* **Set exercise**:
Rewrite everything from the start of the rows down to the line that contains "M 228 155 L", both ends included, and nothing after it. Multiply every outline coordinate in the answers by 2.2 and round to whole numbers with halves rounded up, leaving the requests and their format samples unchanged.
::::::::::
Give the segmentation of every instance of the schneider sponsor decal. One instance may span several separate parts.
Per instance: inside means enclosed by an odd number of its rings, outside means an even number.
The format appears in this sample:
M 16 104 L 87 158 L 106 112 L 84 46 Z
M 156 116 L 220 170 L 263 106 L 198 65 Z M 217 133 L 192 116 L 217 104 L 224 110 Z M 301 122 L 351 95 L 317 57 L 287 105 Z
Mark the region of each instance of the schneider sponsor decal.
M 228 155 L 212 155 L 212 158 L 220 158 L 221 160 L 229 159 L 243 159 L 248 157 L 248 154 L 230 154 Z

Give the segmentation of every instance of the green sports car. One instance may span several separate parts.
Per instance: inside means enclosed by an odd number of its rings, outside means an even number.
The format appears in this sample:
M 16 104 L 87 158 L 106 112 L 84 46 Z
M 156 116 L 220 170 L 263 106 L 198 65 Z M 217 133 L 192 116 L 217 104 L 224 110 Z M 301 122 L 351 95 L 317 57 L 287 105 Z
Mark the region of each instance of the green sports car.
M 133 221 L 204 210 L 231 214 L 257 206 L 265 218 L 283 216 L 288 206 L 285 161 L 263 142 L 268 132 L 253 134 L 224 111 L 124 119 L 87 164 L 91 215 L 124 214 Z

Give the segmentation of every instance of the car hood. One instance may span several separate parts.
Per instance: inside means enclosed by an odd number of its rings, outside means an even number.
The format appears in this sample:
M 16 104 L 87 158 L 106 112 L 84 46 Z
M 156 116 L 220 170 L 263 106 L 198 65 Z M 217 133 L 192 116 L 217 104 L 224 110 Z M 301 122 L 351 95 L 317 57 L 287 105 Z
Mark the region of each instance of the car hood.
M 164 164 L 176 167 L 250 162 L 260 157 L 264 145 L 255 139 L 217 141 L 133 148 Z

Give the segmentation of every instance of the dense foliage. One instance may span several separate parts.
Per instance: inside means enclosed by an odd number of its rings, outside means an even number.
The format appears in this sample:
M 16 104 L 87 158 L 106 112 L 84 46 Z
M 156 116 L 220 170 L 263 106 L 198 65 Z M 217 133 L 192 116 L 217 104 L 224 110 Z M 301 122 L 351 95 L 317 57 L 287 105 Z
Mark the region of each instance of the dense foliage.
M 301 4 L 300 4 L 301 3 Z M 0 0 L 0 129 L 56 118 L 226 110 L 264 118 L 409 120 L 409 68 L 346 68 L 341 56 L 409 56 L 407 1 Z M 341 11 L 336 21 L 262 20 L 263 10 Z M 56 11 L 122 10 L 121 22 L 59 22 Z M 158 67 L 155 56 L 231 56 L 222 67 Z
::::::::::
* **Answer to the task**:
Give the segmentation of every instance of the schneider sponsor decal. One instance may span several separate parts.
Per instance: inside means enclosed by an odd number of its rings, outside means an even number.
The format appears in this sample:
M 16 104 L 87 158 L 106 112 L 84 46 Z
M 156 116 L 220 170 L 263 106 L 198 65 Z M 217 133 L 192 116 L 217 104 L 224 110 Z M 301 122 L 351 95 L 317 57 L 287 105 Z
Mark the region of each instance of the schneider sponsor decal.
M 502 341 L 466 341 L 466 348 L 484 348 L 486 352 L 504 350 L 535 350 L 546 345 L 546 339 L 506 339 Z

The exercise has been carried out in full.